[What you should do]: Reproduce each of the following lines word for word, keeping their order and spacing unchanged.

[Data listing]:

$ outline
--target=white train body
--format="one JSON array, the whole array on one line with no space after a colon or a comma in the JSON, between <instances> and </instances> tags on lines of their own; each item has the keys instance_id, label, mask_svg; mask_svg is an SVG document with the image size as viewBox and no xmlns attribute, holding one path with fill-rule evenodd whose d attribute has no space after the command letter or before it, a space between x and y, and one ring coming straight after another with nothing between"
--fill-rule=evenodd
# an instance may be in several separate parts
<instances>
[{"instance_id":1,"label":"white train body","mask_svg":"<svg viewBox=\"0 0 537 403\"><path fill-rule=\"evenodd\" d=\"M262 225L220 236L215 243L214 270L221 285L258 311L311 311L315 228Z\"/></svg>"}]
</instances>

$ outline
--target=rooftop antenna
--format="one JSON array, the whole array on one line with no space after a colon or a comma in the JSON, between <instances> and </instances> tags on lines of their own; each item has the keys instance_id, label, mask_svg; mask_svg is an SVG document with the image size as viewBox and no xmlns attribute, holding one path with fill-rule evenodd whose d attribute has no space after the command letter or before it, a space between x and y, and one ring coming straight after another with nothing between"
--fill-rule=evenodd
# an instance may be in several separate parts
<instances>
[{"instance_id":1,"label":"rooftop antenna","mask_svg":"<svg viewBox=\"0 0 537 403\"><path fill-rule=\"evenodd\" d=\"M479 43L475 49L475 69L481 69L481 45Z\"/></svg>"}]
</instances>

[Written answer]:
$ outline
--target=white train body
--format="one JSON array, the whole array on one line with no space after a colon or a comma in the JSON, between <instances> and </instances> tags on lines of their own; each item has the keys instance_id, label, mask_svg; mask_svg is an SVG document with the image size as viewBox and no xmlns attribute, holding one path with fill-rule evenodd whose d attribute has no space after the command letter or before it, a space between x and y, and one ring coming straight after another with nothing between"
--fill-rule=evenodd
# an instance may be in several separate parts
<instances>
[{"instance_id":1,"label":"white train body","mask_svg":"<svg viewBox=\"0 0 537 403\"><path fill-rule=\"evenodd\" d=\"M262 225L220 236L215 243L214 270L221 285L258 311L311 311L315 228Z\"/></svg>"}]
</instances>

$ outline
--target=rooftop antenna
--format="one JSON array, the whole array on one line with no space after a colon or a comma in the JSON, between <instances> and </instances> tags on lines of their own; each item has the keys instance_id, label, mask_svg; mask_svg is an SVG document with the image size as viewBox and no xmlns attribute, holding one path with fill-rule evenodd whose d attribute has no space after the command letter or before it, a space between x and y, and one ring coming straight after another with nothing between"
--fill-rule=evenodd
# an instance may be in several separate parts
<instances>
[{"instance_id":1,"label":"rooftop antenna","mask_svg":"<svg viewBox=\"0 0 537 403\"><path fill-rule=\"evenodd\" d=\"M479 43L475 49L475 69L481 69L481 45Z\"/></svg>"}]
</instances>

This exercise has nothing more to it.